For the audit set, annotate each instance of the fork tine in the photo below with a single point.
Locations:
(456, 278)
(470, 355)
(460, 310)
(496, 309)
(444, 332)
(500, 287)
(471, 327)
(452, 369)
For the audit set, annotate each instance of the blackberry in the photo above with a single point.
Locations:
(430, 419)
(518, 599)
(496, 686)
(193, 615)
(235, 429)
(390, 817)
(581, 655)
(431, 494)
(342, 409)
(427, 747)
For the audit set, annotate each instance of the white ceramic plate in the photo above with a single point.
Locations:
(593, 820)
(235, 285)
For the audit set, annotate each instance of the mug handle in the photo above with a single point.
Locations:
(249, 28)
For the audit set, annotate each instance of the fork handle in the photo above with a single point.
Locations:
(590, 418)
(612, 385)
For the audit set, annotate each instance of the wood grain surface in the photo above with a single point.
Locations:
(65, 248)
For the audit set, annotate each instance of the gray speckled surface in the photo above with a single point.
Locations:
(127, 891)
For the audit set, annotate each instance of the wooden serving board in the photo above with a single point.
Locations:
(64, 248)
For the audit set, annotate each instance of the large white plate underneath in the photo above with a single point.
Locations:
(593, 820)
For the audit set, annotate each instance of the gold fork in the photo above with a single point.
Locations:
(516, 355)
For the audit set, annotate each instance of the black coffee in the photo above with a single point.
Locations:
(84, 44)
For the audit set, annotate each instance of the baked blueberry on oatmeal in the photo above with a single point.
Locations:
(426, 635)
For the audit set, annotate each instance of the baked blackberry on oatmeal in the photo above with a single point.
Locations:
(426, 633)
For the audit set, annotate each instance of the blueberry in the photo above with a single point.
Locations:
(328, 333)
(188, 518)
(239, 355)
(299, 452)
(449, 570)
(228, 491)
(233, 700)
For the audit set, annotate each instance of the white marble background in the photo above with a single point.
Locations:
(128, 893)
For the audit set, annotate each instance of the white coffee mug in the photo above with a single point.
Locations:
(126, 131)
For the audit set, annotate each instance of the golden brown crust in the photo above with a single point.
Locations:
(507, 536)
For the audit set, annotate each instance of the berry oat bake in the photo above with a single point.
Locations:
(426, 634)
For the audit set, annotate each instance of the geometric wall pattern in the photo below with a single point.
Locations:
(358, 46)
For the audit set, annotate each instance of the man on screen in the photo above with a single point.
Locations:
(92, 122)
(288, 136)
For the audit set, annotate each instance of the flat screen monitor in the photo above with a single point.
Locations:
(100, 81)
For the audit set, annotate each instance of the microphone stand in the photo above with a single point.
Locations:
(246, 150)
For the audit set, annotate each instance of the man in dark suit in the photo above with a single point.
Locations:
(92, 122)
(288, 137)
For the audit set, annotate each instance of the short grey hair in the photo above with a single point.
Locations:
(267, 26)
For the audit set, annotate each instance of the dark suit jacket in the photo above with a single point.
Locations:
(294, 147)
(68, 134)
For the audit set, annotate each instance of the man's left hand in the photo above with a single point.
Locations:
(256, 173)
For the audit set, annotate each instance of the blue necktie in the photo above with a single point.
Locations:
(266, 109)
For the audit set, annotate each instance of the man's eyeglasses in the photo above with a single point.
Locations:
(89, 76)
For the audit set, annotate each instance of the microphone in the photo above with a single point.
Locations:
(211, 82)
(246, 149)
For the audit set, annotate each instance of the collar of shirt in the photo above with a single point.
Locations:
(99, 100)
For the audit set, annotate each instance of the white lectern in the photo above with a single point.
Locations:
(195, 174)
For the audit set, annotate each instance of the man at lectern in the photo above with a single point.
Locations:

++++

◆ Exercise aim
Gather each line of the listing that holds the string "lectern".

◆ Solution below
For the audit set, annotate each instance of the white lectern in the photo above with a single point.
For the audit set, annotate each instance of the man at lectern in the photo above with a single point.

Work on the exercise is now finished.